→ DIRECTIVE: Shift every coordinate by 101 on both axes and reproduce the data starting at the line containing "Category: helicopter antenna" and ending at the last line of the data, both ends included. Keep all other lines unchanged.

-- start of RECORDS FOR THE TASK --

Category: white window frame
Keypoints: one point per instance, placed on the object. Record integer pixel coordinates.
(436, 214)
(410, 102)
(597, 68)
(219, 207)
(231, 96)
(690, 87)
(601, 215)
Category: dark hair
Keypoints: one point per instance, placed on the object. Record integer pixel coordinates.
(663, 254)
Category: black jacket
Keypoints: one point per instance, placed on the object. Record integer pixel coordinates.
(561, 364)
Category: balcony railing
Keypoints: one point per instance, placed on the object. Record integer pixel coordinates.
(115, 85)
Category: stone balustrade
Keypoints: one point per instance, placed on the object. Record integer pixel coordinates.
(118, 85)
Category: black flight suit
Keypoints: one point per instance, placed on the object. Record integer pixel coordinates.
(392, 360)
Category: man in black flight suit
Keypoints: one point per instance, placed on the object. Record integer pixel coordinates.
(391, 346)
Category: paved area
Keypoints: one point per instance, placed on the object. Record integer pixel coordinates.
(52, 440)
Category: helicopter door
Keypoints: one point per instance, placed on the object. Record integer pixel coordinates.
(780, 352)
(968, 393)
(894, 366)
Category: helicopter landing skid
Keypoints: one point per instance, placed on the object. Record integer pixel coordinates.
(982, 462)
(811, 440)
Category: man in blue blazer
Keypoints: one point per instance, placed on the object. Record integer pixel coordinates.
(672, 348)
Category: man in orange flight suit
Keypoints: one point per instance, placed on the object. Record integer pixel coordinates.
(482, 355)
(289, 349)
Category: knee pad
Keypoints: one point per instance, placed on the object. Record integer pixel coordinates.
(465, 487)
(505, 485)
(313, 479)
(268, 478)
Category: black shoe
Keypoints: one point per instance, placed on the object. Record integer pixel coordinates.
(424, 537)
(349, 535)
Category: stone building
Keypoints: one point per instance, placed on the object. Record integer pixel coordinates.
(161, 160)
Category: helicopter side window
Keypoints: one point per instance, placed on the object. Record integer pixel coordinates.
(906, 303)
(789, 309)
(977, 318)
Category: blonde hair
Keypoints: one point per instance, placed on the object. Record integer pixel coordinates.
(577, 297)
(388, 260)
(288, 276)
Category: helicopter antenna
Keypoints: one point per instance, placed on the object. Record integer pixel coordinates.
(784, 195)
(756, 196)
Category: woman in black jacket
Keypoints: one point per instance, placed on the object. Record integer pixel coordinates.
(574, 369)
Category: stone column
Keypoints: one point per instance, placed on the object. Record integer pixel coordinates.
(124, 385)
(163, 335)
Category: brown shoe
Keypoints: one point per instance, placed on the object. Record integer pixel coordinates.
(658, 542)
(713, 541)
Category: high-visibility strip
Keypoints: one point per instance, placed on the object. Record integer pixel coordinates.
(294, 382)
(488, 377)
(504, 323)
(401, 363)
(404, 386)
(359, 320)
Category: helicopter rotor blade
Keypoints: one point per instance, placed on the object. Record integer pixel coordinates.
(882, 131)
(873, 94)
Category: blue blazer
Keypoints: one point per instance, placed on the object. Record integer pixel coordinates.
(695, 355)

-- end of RECORDS FOR THE TASK --

→ WRITTEN RESPONSE:
Category: helicopter antenna
Keypoints: one point per instance, placed on the object. Record integer pixel coordinates.
(885, 296)
(857, 297)
Category: woman in black jacket
Keypoints: one point per instance, placed on the object. Record integer pixel coordinates.
(675, 470)
Category: stone column
Keypoints: one point per instance, placed on the object. Record integer pixel coordinates.
(225, 486)
(264, 436)
Category: brown shoe
Keypoints: one point per instance, placed on the object. Record integer pixel coordinates.
(759, 643)
(814, 642)
Category: high-visibility strip
Keypoints: one point per instance, placed on the object. Record integer pixel coordinates.
(395, 483)
(589, 478)
(605, 424)
(502, 464)
(505, 487)
(460, 421)
Category: helicopter rotor blade
Keypoints: one point per instance, placed on the object. Record integer pixel coordinates.
(983, 232)
(974, 195)
Category: blue blazer
Keypoints: one point per instance, placed on the object. Record integer pixel coordinates.
(796, 456)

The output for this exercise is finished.